▸ **Action item**:
Write out exactly the lines of the entries below from the one holding "For the mapping pass, tag each instance of the blue" to the one holding "For the mapping pass, tag each instance of the field", inclusive, and leave out all other lines.

(Data entries)

○ ○ ○

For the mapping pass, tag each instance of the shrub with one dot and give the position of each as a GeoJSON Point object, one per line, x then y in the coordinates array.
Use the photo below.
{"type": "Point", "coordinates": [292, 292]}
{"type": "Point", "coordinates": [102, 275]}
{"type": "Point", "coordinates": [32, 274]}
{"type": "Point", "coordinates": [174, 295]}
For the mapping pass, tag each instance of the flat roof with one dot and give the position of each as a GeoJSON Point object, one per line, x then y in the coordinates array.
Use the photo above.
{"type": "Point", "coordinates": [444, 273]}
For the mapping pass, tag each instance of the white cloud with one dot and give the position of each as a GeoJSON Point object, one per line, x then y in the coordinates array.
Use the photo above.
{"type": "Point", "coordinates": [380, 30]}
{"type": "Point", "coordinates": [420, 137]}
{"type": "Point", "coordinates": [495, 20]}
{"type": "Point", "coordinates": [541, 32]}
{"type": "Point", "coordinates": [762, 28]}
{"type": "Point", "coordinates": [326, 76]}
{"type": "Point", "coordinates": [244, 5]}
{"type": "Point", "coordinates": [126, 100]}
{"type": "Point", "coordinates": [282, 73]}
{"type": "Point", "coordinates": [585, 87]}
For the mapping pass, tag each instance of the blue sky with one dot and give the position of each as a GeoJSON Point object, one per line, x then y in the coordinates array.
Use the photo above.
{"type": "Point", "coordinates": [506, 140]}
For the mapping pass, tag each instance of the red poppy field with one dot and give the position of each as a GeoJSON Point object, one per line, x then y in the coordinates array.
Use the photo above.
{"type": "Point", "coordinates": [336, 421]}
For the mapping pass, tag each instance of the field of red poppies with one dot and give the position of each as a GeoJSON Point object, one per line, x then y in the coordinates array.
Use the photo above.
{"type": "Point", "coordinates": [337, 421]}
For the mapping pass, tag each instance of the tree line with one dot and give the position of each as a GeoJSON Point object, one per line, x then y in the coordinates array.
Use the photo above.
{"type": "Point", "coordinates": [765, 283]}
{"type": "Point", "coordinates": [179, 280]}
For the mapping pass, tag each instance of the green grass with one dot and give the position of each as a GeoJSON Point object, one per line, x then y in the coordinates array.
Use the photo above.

○ ○ ○

▸ **Result of this exercise**:
For the mapping pass, tag each instance of the blue sky with one dot and give the position of each as a GeoJSON Point object, one per line, x then y in the coordinates array.
Use the photo above.
{"type": "Point", "coordinates": [506, 140]}
For the mapping pass, tag each instance of the red poppy field with one dot and give the position of each as a GeoJSON Point object, one per line, x then y in the coordinates array.
Use the photo above.
{"type": "Point", "coordinates": [336, 421]}
For the mapping pass, tag each instance of the field of red poppies with one dot and give the position of each as a GeoJSON Point object, one per line, x then y in the coordinates array.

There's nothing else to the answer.